[TASK STATEMENT] Reproduce the listing below word for word, from the first line to the last.

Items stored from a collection

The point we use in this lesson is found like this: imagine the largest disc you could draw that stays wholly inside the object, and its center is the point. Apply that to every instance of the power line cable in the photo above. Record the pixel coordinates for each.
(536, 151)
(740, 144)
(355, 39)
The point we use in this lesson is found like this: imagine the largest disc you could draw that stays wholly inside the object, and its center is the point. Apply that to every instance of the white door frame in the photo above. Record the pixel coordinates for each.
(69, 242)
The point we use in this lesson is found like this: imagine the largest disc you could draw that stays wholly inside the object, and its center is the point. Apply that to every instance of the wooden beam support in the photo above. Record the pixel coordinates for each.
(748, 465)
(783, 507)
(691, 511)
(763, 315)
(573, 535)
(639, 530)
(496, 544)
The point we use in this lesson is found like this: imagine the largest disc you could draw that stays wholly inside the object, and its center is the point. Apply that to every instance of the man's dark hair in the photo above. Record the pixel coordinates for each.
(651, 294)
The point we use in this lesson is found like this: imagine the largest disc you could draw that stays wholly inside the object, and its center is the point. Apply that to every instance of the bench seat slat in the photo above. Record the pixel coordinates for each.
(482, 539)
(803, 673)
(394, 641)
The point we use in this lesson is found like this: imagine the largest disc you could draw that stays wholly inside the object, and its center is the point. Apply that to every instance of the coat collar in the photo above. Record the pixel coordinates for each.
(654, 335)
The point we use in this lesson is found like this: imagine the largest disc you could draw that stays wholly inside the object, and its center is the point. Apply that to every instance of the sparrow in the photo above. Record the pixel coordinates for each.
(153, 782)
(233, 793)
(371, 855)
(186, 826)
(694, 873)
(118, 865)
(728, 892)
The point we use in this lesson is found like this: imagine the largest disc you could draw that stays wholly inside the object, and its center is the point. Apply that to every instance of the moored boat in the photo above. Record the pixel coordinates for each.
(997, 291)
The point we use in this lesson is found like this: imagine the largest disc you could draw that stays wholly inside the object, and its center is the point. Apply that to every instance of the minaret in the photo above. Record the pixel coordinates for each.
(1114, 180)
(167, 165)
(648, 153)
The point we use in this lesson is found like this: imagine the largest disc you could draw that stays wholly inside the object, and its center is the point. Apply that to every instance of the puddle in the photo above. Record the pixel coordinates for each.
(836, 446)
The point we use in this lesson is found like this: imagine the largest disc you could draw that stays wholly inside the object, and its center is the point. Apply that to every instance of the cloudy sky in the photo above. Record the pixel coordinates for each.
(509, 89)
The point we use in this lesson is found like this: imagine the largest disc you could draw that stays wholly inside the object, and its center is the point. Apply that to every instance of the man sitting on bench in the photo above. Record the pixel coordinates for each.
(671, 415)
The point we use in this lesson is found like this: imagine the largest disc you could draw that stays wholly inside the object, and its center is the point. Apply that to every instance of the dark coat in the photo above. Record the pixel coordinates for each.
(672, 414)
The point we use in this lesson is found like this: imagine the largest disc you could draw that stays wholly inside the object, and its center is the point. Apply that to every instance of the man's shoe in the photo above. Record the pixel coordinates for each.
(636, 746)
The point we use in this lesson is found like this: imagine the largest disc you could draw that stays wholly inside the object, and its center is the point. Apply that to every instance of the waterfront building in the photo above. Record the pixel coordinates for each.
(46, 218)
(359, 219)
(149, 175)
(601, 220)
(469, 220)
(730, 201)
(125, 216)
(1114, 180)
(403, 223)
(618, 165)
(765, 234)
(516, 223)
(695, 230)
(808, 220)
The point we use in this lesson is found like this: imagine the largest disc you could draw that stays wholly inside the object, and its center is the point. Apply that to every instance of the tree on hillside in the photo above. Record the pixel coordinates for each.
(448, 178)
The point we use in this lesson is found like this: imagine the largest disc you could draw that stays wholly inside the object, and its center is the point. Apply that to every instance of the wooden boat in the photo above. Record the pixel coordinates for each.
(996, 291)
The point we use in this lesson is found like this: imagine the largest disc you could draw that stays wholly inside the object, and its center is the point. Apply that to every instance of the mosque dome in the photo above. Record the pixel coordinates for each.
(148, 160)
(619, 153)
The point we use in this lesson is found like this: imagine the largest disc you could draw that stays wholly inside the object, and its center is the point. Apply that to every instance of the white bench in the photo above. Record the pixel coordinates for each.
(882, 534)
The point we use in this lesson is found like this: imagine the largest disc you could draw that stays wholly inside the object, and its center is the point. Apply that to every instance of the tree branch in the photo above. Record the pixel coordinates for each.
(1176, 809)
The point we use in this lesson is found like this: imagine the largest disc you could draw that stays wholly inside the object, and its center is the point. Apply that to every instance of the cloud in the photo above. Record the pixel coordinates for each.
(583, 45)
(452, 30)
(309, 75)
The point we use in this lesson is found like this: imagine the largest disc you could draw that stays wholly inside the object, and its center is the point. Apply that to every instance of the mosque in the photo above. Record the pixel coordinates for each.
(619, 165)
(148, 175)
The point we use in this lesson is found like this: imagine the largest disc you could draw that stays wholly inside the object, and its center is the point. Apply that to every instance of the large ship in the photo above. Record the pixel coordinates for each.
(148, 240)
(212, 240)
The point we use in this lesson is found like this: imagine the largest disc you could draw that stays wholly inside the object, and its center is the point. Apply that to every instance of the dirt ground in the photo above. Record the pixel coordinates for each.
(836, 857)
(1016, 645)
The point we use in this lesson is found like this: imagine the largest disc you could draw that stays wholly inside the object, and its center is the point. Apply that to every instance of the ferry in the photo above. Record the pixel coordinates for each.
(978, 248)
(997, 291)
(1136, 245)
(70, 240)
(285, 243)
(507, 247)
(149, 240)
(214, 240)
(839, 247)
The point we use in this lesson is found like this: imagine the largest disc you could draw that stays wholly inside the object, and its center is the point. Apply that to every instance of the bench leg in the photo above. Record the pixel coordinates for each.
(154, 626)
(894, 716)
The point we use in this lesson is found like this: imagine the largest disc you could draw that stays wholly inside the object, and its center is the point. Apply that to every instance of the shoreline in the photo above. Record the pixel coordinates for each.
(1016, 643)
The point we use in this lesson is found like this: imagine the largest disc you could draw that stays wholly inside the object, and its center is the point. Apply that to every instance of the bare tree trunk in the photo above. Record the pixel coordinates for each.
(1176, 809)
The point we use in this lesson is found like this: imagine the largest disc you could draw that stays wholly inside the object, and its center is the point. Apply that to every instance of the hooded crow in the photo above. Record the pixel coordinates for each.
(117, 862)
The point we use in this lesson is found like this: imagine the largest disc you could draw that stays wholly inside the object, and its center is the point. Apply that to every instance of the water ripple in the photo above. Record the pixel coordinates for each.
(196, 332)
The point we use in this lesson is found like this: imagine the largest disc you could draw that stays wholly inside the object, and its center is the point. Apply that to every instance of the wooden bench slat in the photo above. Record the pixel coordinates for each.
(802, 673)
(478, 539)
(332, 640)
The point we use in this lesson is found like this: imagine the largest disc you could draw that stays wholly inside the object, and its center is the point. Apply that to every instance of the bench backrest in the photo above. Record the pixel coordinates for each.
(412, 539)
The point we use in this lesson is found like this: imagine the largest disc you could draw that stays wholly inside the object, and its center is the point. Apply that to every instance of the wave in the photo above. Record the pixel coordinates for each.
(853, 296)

[OUTPUT]
The point we use in this lesson is found like this: imagine the largest disc you could draw that stays wholly inside the object, and its center is the point. Apply that to every instance of the power line cable in the photo above. Record the pixel coordinates for each.
(536, 151)
(740, 144)
(355, 39)
The point we use in this lesson is found like this: imagine the largest disc you could draw that stays wholly inside the object, and its center is the point. Apply that to every instance of the white door frame in the photo above. Record the pixel coordinates for each.
(69, 242)
The point we use in this lesson is found like this: imagine the largest disc you could draw that stays wholly inside the object, and its center is the point. Apply that to every instance of the wooden beam support in the photo above. Record the pixel coordinates for each.
(748, 465)
(783, 507)
(691, 511)
(763, 315)
(573, 535)
(639, 530)
(496, 544)
The point we use in this lesson is found like this: imagine the largest disc you could draw that stays wholly inside the object, and its center is the point. Apply that to every instance of the man's dark hair in the photo above. Record the pixel coordinates for each.
(651, 294)
The point we use in this lesson is found like this: imagine the largest disc you could draw that stays wholly inside the object, and its center is the point. Apply that to every instance of the bench seat slat in the photo above. Record the pixel coordinates for each.
(482, 539)
(803, 673)
(394, 641)
The point we use in this lesson is found like this: imagine the largest disc you could draw that stays wholly inside the object, and its center is the point. Apply that to every instance of the coat collar in the photo above. Record the pixel coordinates for each.
(654, 335)
The point we use in this lesson is found like this: imagine the largest disc you could draw that stays wholly inside the object, and its center is the point. Apply that to every instance of the sparrow in the photo above. Record the pixel coordinates for each.
(153, 782)
(233, 793)
(371, 855)
(186, 826)
(694, 873)
(118, 865)
(728, 892)
The point we use in this lesson is found like this: imagine the largest disc you could draw that stays wholly inside the object, and its center is the point. Apply that to every instance of the moored boat in the photo above. Record the pixel coordinates for each.
(997, 291)
The point we use in this lesson is found like this: imagine the largest disc you could draw that stays wholly inside the object, and its center is the point. Apply that to every instance of the minaret in the photo above. Record the pixel coordinates for each.
(1114, 180)
(167, 165)
(648, 153)
The point we use in this lesson is found like this: imagine the largest disc you could draw that stays wholly inside the object, and its center is the point. Apply that to every instance of the puddle in the photo above. Record the pixel coordinates for each.
(836, 446)
The point we use in this lesson is found like this: imagine the largest disc you could draw that stays wholly inside the object, and its center is the point. Apply that to every instance of the cloudy sky in the photo above. Record the pixel coordinates for each.
(509, 89)
The point we use in this lesson is found like this: imagine the largest disc you could draw that stays wholly inside the object, and its center is the point. Apply that to every instance of the man sitting on bench in the photo above. Record the pixel coordinates for each.
(671, 415)
The point we use in this lesson is found like this: imagine the largest disc you could draw that stays wholly inside the object, and its center is the point. Apply that to every instance of the dark coat in the photo above. Record the pixel coordinates for each.
(672, 414)
The point we use in this lesson is found like this: imagine the largest disc you could draw that stays wholly inside the object, and its center is the point. Apply that to every instance of the man's shoe in the photo above. Record the pixel coordinates for each.
(636, 746)
The point we use in this lesson is found like this: imagine the largest disc you could draw that stays wholly inside the object, and its center is the point. Apply that to every instance of the waterfront building in the photo above. Record the pixel coordinates for each.
(46, 218)
(359, 219)
(149, 175)
(601, 220)
(469, 220)
(730, 201)
(125, 216)
(1114, 180)
(403, 223)
(618, 165)
(765, 234)
(516, 223)
(695, 230)
(808, 220)
The point we use in this lesson is found like this: imagine the largest disc you could draw that stays wholly inside the object, and its center is the point. Apply that to every instance of the tree on hillside in the photo above. Record the pixel coordinates for each.
(448, 178)
The point we use in this lesson is found like this: imagine the largest disc you could draw that stays wholly inside the object, and its center is the point. Apply that to every instance of the wooden boat in the photo above. Record the pixel coordinates for each.
(996, 291)
The point we use in this lesson is found like this: imagine the largest disc you could draw that stays wholly inside the object, and its center is the point. Apply that to every instance of the mosque dome in the photo above. Record the pixel coordinates for each.
(148, 160)
(619, 153)
The point we use in this lesson is found like this: imagine the largest disc you could draw that stays wholly inside the object, and its center is the point. Apply that to every instance of the white bench in the photo above. Record the pixel coordinates for each.
(882, 534)
The point we use in this lesson is found like this: imagine the largest disc you could draw that stays wholly inside the object, and its center is the point. Apply that to every instance of the tree branch in the photo above. Record the pixel coordinates for each.
(1176, 809)
The point we use in this lesson is found like this: imagine the largest disc you could draw that stays wholly inside the object, and its center is the point. Apply that to every instance of the cloud in the photo above. Record the pixel coordinates for each.
(583, 45)
(452, 30)
(309, 75)
The point we use in this lesson is found like this: imagine the largest disc you could draw that stays wholly inside the object, and its center is the point. Apply that to every instance of the mosque in the photo above. Record the pixel coordinates for each.
(619, 165)
(148, 175)
The point we use in this lesson is found like this: imagine the largest disc you could draw that stays wholly inside the object, and its center is the point. Apply that to every instance of the large ship in the photo above. Record the pixel coordinates for each.
(148, 240)
(212, 240)
The point we use in this lesson is found like this: imagine the largest disc you could draw that stays wholly inside the object, and its center is the point. Apply that to every instance of the dirt ground in the photo above. Record the pixel coordinates for each.
(836, 857)
(1016, 645)
The point we use in this lesson is found like this: imagine the largest disc you could draw that stays wholly inside the object, and its center is the point. Apply that to every instance of the ferry in the photo above. Record the pixel coordinates for each.
(978, 248)
(997, 291)
(1136, 245)
(70, 240)
(285, 243)
(507, 247)
(149, 240)
(214, 240)
(839, 247)
The point we use in this lesson is found like this: imagine the largest disc you could draw that stays wholly inside the object, and its center is the point. Apply that to every instance of the bench leg in the photo above. Record the pixel coordinates for each.
(154, 626)
(894, 716)
The point we use in this lesson is found like this: imagine the largest disc you could draw that stays wholly inside the object, and its center is the point. Apply that to every instance of the shoreline in the photo above. Record the pixel coordinates for each.
(1016, 643)
The point we use in this lesson is found like this: imagine the largest disc you could draw that stays wholly inside the object, and its center is the point. Apply that to every instance of the bare tree trunk in the photo above. Record the pixel coordinates for each.
(1176, 809)
The point we use in this lesson is found like this: imagine the largest disc you could draw that stays wholly inside the object, and its center is the point. Apply that to every instance of the hooded crow in the photo above. Record the pixel coordinates for each.
(117, 862)
The point we use in this lesson is found like this: imagine the largest disc you could draw that stays wholly inside the object, and its center is the point. Apply that to every instance of the water ripple in the photo above. Record the pixel coordinates for each.
(196, 332)
The point we use in this lesson is found like this: imagine the largest disc you could draw that stays wholly inside the object, and its center is the point. Apply that to every instance of the wooden bench slat in the photo above. Record the pixel coordinates for each.
(802, 673)
(478, 539)
(332, 640)
The point we use in this lesson is found like this: imagine the largest disc you could draw that stays wholly inside the object, and its center is the point. Apply that to every instance of the bench backrest in the photo above. Record the pixel coordinates for each.
(412, 539)
The point we use in this lesson is found like this: imagine the largest disc you could draw that stays wholly inside the object, and its center is the point. Apply that to every instance of the wave in the photo above. Record the pixel coordinates for each.
(853, 296)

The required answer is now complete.